**SHORT PROBLEM 1:** Rewrite the paragraph of the Montgomerie biography that begins "He was the eldest son" as a short list that keeps its main facts.
**SHORT PROBLEM 2:** Carry the Montgomerie biography forward from its final sentence, in the same encyclopedic style.
===== SUPPLIED PASSAGE
= Alexander Montgomerie, 1st Lord Montgomerie =

15th-century Scottish noble

Alexander Montgomerie, 1st Lord Montgomerie (died c. 1470) was a Scottish nobleman and diplomat.

==Life==
He was the eldest son of Sir John Montgomerie of Ardrossan (d. before 22 November 1429), by his wife Agnes, daughter of John of Islay, Lord of the Isles. In 1425 he was chosen a member of the privy council of James I. He succeeded his father some time before 22 November 1429, and in August 1430 he was, jointly with his brother-in-law, Sir Robert Cunningham of Kilmaurs, appointed governor of Kintyre and Knapdale.

On 30 November 1436 Montgomerie was appointed a commissioner to conclude a treaty with England, and he was one of the conservators of the truce concluded on 31 March for nine years. With the other Scottish commissioners he received the present of a silver cup from Henry VI of England. On 5 February 1444 he had a safe-conduct to go to Durham to treat for the extension of the truce and the return of the Scottish hostages.
==========
===== INFORMATION PROVIDED
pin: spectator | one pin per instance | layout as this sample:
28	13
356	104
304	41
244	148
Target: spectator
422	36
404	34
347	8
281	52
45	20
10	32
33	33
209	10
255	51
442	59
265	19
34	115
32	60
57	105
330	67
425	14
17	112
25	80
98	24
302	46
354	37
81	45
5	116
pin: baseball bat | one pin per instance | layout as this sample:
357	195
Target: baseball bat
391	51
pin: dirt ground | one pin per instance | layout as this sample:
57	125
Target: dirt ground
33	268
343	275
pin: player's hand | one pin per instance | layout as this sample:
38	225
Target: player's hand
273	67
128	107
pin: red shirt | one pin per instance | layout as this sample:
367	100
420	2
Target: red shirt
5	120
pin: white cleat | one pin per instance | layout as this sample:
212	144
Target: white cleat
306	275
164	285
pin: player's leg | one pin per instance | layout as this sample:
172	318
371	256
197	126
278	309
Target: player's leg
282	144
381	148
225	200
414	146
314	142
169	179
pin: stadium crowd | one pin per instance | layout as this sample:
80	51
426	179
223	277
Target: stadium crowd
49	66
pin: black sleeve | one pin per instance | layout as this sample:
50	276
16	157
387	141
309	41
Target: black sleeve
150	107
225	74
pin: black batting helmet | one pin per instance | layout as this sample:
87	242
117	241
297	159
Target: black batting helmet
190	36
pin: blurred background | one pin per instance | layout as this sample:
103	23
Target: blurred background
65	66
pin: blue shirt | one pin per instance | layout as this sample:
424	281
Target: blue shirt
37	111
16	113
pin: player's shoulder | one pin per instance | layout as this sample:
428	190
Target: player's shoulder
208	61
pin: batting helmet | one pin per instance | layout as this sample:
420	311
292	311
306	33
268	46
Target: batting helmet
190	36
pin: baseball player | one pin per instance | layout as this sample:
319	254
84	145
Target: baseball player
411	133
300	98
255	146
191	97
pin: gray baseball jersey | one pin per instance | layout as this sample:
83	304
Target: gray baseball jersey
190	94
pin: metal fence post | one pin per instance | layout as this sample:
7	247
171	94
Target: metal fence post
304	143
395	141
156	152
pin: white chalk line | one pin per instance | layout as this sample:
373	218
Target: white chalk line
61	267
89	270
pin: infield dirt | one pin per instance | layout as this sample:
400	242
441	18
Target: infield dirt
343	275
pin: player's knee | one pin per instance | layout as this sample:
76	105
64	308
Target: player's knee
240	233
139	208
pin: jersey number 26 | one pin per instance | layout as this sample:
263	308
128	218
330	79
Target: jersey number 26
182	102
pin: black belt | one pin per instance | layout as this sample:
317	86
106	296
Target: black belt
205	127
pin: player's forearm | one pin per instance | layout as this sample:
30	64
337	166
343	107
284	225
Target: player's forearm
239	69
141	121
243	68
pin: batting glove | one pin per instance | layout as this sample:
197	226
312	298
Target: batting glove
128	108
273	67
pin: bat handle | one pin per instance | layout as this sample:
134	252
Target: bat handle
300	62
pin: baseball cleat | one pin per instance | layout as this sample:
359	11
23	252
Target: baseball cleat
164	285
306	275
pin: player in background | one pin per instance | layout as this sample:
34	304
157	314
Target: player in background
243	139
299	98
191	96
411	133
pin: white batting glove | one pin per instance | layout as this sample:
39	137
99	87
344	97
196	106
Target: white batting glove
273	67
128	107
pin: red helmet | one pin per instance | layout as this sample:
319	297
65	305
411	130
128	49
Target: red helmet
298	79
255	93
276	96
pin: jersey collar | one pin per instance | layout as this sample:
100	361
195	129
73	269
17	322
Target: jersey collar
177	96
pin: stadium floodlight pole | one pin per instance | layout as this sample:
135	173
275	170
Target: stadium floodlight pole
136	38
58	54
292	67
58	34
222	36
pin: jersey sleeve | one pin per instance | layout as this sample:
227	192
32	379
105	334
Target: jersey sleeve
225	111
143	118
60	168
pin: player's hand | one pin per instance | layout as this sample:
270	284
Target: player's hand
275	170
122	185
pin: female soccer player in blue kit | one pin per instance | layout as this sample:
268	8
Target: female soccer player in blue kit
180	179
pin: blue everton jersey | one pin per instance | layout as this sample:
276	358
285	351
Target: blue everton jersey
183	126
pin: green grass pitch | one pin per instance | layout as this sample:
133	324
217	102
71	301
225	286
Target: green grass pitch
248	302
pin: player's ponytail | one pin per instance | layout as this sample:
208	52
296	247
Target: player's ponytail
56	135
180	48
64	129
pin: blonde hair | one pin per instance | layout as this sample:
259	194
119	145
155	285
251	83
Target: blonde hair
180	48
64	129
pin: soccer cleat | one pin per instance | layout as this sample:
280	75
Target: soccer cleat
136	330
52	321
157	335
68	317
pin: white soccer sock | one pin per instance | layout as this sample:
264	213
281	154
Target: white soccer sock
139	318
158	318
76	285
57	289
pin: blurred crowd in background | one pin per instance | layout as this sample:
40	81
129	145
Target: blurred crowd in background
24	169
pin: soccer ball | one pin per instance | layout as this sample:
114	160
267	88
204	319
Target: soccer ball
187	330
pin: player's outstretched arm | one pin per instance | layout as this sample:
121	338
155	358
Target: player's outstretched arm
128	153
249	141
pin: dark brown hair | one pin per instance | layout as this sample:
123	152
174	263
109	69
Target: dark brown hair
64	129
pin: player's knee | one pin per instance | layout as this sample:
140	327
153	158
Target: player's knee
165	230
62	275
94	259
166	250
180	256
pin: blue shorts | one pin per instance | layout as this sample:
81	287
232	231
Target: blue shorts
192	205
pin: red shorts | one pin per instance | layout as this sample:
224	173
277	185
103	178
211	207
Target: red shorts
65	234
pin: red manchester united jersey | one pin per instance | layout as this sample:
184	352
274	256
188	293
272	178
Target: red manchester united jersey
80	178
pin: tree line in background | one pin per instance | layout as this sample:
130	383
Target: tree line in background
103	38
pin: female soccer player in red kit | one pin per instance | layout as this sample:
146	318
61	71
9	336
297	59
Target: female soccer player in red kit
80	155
==========
**RESPONSE 1:**
- Eldest son of Sir John Montgomerie of Ardrossan (d. before 22 November 1429) and his wife Agnes, daughter of John of Islay, Lord of the Isles
- Chosen in 1425 as a member of the privy council of James I
- Succeeded his father some time before 22 November 1429
- Appointed in August 1430 as governor of Kintyre and Knapdale, jointly with his brother-in-law, Sir Robert Cunningham of Kilmaurs

**RESPONSE 2:**
In 1444 Montgomerie was appointed keeper of Brodick Castle on the Isle of Arran. He was one of those who set their seals to instruments passed by the parliament held at Perth, Scotland on 9 June 1445 against the lords who had rebelled against James II. He was created a lord of parliament by the title of Lord Montgomerie some time before 3 July 1445; and on 14 August 1451 he was a conservator for a truce with England, and in subsequent years he was sent to England on further embassies. He died about 1470.

==Family==
With his wife Margaret, Montgomerie had three or four sons and three daughters:

- Alexander, master of Montgomerie and father of Hugh Montgomerie, 1st Earl of Eglinton;
- George, ancestor of the Montgomeries of Skelmorlie;
- Thomas, parson of Eaglesham, and rector of the university of Glasgow;
- John of Giffen (doubtful);
- Margaret, married to John Stewart, 1st Earl of Lennox;
- Elizabeth, to John Kennedy, 2nd Lord Kennedy; and
- Agnes, to William Cunningham of Glengarnock.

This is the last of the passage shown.